> _Tugas_
Lanjutkan teks tentang feminisme Marxis mulai sesudah kalimat terakhirnya.

Konsep Marxis atas sifat manusia adalah manusia menciptakan cara sendiri untuk dapat tetap hidup. Manusia menciptakan dirinya dalam proses yang sengaja, atau yang dilakukan dengan sadar yang bertujuan untuk mentransformasi dan memanipulasi alam.

 

Dalam suatu doktrin yang biasanya yang diberi istilah materisalisme historis, Marx menegaskan, “Modus produksi dari kehidupan sosial mengkondisikan proses umum kehidupan sosial, politik, dan intelektual. Bukanlah kesadaran manusia yang menentukan eksistensi mereka, melainkan eksistensi sosial menentukan kesadaran mereka”.

 

Komentar bahwa ”Pekerjaan perempuan tidak pernah selesai” bagi feminis Marxis adalah lebih dari sekedar afomisme, komentar itu merupakan gambaran dari sifat pekerjaan perempuan. Karena itu feminis Marxis percaya bahwa untuk memahami mengapa perempuan teropresi, sementara laki-laki tidak, maka kita perlu menganalisis hubungan antara status pekerjaan perempuan dan citra diri perempuan.

 

Dalam teori ekonomi Marxis, feminis Marxis percaya bahwa pekerjaan perempuan membentuk pemikiran perempuan dan karena itu membentuk juga sifat-sifat alamiah perempuan. Mereka juga percaya bahwa kapitalisme adalah suatu sistem hubungan kekuasaan yang eksploitatif (majikan mempunyai kekuasaan yang lebih besar, mengkoersi pekerja untuk bekerja lebih keras) dan hubungan pertukaran (bekerja untuk upah, hubungan yang diperjualbelikan).

Data Sumber
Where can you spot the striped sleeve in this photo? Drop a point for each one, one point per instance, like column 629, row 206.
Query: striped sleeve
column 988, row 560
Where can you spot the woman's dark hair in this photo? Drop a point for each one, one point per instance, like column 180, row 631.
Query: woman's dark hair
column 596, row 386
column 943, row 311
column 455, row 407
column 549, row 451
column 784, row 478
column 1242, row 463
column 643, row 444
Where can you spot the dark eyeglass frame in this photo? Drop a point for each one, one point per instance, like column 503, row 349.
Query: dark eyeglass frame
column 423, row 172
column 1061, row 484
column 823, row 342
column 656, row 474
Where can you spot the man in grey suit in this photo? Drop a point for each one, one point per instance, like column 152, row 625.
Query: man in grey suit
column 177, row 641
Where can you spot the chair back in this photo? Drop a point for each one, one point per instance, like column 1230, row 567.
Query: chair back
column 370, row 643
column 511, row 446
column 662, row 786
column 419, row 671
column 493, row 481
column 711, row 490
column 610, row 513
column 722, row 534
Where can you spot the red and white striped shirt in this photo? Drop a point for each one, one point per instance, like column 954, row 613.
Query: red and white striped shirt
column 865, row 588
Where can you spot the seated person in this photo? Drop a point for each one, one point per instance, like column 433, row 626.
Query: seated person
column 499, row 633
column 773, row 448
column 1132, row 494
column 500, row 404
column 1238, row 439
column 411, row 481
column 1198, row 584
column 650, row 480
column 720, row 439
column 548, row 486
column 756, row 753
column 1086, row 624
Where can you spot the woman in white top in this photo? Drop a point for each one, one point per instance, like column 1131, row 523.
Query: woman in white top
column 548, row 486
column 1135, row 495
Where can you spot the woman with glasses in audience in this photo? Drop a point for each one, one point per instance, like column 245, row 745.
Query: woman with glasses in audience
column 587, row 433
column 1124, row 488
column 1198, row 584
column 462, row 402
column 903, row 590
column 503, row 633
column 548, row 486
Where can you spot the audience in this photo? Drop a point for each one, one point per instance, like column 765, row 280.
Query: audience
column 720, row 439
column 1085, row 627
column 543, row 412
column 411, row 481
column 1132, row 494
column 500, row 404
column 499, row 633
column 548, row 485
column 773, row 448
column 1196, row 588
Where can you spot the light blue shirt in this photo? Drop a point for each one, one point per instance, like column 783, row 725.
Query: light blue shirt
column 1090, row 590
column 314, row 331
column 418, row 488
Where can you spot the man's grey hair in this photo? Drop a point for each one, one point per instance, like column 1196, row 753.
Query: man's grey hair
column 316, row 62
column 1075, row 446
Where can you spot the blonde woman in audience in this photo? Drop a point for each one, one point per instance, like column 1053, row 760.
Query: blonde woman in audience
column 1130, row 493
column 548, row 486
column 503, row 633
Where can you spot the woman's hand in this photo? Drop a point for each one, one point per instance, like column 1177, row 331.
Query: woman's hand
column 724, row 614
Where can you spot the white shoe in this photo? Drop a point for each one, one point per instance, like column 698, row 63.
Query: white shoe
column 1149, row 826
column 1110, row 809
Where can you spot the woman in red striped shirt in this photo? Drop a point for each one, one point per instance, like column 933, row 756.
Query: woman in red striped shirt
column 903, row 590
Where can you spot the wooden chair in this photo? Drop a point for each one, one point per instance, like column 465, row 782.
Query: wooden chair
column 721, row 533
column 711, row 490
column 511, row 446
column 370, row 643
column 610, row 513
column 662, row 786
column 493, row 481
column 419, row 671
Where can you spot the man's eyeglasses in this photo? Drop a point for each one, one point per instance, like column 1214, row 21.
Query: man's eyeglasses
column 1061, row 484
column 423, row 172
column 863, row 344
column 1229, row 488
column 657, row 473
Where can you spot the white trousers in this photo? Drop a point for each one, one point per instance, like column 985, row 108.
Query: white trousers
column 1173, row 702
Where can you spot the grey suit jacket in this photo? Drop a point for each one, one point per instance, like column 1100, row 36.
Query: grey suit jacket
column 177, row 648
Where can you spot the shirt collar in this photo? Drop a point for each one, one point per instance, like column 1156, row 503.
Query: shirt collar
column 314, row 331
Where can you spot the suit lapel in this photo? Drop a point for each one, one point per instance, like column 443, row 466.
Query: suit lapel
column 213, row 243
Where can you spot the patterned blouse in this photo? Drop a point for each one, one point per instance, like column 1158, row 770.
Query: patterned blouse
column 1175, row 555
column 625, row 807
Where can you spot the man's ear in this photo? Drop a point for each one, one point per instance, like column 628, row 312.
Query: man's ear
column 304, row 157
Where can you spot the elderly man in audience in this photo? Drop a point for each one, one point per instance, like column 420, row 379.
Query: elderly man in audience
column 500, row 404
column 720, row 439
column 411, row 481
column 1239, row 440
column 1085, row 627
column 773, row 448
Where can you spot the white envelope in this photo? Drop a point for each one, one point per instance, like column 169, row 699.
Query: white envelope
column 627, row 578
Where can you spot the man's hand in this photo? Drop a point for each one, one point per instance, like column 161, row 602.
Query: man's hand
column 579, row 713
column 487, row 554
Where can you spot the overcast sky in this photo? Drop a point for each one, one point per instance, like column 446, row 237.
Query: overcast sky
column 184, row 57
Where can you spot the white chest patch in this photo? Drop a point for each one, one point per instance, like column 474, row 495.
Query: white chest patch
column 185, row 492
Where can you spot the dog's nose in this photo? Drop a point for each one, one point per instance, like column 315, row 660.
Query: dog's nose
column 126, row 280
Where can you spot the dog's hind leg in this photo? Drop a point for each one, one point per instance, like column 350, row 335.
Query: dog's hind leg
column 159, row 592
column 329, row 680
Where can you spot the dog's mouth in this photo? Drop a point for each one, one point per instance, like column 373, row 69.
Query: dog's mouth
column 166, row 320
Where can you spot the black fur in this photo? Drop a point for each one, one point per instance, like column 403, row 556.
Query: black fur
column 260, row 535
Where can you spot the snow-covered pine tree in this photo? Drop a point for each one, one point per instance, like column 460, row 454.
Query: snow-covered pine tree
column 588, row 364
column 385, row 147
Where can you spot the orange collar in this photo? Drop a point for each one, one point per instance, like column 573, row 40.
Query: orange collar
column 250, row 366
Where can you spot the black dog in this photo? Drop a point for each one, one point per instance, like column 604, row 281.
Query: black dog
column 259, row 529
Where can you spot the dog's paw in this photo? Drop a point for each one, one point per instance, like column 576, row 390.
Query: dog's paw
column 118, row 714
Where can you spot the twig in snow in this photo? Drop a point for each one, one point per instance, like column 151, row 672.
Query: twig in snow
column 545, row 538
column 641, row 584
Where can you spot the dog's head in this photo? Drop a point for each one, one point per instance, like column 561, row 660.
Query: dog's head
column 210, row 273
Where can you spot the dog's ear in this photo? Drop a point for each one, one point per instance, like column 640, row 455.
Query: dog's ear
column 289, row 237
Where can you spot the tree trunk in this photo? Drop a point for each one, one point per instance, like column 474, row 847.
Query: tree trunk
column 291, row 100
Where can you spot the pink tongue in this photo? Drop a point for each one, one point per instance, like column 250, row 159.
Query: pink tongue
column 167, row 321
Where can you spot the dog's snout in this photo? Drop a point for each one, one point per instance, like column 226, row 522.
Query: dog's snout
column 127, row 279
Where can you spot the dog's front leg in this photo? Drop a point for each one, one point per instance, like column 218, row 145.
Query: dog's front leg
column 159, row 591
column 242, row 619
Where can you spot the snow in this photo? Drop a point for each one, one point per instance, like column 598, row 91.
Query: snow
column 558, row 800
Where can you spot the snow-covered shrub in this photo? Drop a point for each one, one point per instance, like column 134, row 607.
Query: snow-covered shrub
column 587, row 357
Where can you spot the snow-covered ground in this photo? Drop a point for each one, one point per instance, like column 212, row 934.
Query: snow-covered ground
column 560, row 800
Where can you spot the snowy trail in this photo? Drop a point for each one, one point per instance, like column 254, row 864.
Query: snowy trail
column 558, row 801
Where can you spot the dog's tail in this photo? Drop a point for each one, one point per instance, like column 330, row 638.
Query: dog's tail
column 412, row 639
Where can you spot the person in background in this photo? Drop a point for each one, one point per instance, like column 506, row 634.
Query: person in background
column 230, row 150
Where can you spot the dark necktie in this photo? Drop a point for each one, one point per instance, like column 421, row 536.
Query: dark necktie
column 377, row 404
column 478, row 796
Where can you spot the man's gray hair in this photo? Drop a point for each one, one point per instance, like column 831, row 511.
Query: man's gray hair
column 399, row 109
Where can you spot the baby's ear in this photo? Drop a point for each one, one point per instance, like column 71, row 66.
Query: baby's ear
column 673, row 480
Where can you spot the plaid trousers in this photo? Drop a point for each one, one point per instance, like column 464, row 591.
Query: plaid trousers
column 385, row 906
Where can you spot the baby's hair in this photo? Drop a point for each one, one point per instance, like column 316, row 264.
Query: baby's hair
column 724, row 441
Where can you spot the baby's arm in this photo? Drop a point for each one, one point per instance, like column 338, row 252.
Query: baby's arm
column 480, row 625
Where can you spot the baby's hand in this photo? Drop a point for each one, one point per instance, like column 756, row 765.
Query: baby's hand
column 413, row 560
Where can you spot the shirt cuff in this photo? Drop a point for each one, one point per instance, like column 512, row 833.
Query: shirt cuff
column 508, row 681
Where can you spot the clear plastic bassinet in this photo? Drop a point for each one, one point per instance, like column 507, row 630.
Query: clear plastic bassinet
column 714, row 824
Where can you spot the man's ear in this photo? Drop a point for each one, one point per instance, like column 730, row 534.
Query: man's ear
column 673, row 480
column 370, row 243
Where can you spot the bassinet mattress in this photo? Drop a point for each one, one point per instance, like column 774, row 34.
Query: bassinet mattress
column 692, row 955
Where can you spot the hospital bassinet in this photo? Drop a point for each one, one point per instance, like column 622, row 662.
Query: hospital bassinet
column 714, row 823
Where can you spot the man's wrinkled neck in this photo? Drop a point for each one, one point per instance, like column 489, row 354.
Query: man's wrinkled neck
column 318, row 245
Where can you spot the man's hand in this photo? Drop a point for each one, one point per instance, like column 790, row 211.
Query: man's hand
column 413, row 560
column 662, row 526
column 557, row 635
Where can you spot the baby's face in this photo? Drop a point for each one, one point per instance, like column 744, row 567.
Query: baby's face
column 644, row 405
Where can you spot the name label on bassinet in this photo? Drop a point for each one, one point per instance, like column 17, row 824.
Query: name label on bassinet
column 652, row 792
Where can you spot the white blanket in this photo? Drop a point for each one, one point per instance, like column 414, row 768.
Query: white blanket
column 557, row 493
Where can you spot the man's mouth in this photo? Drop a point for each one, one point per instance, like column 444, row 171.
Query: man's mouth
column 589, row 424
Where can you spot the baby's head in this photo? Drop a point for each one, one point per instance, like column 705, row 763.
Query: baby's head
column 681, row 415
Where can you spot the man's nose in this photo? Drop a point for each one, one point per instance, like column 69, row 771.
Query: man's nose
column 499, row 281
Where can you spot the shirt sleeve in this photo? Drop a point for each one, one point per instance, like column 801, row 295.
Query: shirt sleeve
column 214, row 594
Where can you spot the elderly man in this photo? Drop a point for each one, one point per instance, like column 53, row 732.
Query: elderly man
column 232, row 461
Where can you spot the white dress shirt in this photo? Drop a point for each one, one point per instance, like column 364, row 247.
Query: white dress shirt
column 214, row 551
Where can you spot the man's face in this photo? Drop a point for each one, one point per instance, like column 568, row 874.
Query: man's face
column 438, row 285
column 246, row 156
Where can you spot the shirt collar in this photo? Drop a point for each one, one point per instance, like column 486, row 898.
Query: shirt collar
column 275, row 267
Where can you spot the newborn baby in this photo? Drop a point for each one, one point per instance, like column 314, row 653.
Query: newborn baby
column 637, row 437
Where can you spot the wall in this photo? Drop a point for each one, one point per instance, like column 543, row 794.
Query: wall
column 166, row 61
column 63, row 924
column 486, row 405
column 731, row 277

> _Hasil Akhir_
 

Feminisme Marxis menolak hubungan kontraktual antara pekerja dan majikan. Marx memandang bahwa tidak ada pilihan bebas yang dapat diambil oleh pekerja. Majikan mempunyai monopoli alat produksi, karena itu pekerja harus memilih antara dieksploitasi atau tidak punya pekerjaan sama sekali. Atas dasar pemikiran ini, feminis Marxis berpendapat bahwa pada kondisi dimana seseorang tidak mempunyai hal berharga untuk dijual lagi lebih dari dan diluar tubuhnya, kekuatan tawarnya di pasar menjadi terbatas.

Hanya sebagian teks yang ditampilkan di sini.